## Data lines
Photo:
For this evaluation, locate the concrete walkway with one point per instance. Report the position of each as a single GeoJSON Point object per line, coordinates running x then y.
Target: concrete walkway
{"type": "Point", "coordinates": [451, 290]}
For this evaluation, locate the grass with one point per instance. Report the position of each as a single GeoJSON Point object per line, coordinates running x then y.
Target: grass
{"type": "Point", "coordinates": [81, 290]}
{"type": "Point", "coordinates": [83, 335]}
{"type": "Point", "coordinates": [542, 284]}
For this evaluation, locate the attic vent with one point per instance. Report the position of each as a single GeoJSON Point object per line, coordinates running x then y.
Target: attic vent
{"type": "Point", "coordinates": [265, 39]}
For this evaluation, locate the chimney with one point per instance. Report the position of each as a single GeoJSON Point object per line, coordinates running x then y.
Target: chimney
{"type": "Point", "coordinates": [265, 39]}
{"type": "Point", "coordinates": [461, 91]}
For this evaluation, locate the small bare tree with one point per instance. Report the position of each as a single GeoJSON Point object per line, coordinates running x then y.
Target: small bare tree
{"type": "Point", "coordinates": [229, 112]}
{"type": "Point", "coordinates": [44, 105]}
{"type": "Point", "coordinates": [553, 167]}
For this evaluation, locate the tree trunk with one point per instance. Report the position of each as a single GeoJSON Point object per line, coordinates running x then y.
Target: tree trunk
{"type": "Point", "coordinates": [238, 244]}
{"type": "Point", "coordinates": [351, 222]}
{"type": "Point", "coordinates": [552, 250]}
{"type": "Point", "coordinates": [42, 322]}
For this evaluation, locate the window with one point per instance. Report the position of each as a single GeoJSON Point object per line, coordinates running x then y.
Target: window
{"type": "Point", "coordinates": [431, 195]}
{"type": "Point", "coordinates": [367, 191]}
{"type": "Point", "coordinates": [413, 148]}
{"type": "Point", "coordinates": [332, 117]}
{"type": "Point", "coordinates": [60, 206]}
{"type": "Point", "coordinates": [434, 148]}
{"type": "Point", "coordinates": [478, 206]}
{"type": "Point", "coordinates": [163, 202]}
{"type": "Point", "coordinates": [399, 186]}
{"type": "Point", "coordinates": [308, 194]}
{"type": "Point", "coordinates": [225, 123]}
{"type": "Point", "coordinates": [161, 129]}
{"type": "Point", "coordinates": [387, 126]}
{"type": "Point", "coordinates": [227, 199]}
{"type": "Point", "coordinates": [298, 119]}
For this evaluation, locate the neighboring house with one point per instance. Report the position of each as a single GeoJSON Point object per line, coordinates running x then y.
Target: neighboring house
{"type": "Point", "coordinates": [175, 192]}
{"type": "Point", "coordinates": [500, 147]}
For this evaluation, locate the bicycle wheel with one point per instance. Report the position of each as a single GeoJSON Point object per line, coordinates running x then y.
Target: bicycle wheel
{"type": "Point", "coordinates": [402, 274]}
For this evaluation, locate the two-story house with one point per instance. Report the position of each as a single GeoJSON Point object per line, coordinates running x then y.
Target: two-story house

## Exercise
Copy every line of the material above word for word, leaving nothing out.

## Full response
Photo:
For this evaluation, locate the concrete walkway with one point per instance. Report the position of each as a single GeoJSON Point object per line, coordinates running x then y.
Target: concrete walkway
{"type": "Point", "coordinates": [451, 290]}
For this evaluation, locate the grass with one point per instance. Report the position of each as a single GeoJSON Point object per line, coordinates running x then y.
Target: grass
{"type": "Point", "coordinates": [81, 290]}
{"type": "Point", "coordinates": [83, 335]}
{"type": "Point", "coordinates": [542, 284]}
For this evaluation, locate the attic vent with one point per instance. Report the position of each as a single GeoJSON Point object per line, coordinates running x then y.
Target: attic vent
{"type": "Point", "coordinates": [265, 39]}
For this evaluation, locate the chimney with one point per instance. Report the position of each as a single GeoJSON Point object per line, coordinates running x then y.
Target: chimney
{"type": "Point", "coordinates": [265, 39]}
{"type": "Point", "coordinates": [461, 91]}
For this evaluation, locate the small bare tree with one point per instance. Report the position of each as a single GeoJSON Point object per line, coordinates running x then y.
Target: small bare tree
{"type": "Point", "coordinates": [229, 112]}
{"type": "Point", "coordinates": [44, 105]}
{"type": "Point", "coordinates": [553, 167]}
For this evaluation, locate the tree trunk with one point per instance. Report the position of each as a single GeoJSON Point object per line, coordinates running x then y.
Target: tree trunk
{"type": "Point", "coordinates": [238, 244]}
{"type": "Point", "coordinates": [351, 222]}
{"type": "Point", "coordinates": [552, 250]}
{"type": "Point", "coordinates": [42, 322]}
For this evaluation, locate the window with one point per instance. Report the position of each as a single GeoJSON Point object per line, coordinates running x then y.
Target: window
{"type": "Point", "coordinates": [431, 195]}
{"type": "Point", "coordinates": [367, 191]}
{"type": "Point", "coordinates": [413, 148]}
{"type": "Point", "coordinates": [332, 117]}
{"type": "Point", "coordinates": [60, 206]}
{"type": "Point", "coordinates": [434, 148]}
{"type": "Point", "coordinates": [478, 206]}
{"type": "Point", "coordinates": [163, 202]}
{"type": "Point", "coordinates": [399, 186]}
{"type": "Point", "coordinates": [308, 194]}
{"type": "Point", "coordinates": [225, 123]}
{"type": "Point", "coordinates": [161, 129]}
{"type": "Point", "coordinates": [387, 126]}
{"type": "Point", "coordinates": [227, 199]}
{"type": "Point", "coordinates": [298, 119]}
For this evaluation, locate the neighboring house with one point per instance. Report the position of each as a single GeoJSON Point object per line, coordinates running x then y.
Target: neighboring house
{"type": "Point", "coordinates": [175, 192]}
{"type": "Point", "coordinates": [500, 147]}
For this evaluation, locate the bicycle wheel with one point per instance. Report the position of each as a single GeoJSON Point object per line, coordinates running x then y.
Target: bicycle wheel
{"type": "Point", "coordinates": [402, 274]}
For this evaluation, locate the two-story house with one point per instance. Report the position of each as a single GeoJSON Point object per line, coordinates running x then y.
Target: two-story house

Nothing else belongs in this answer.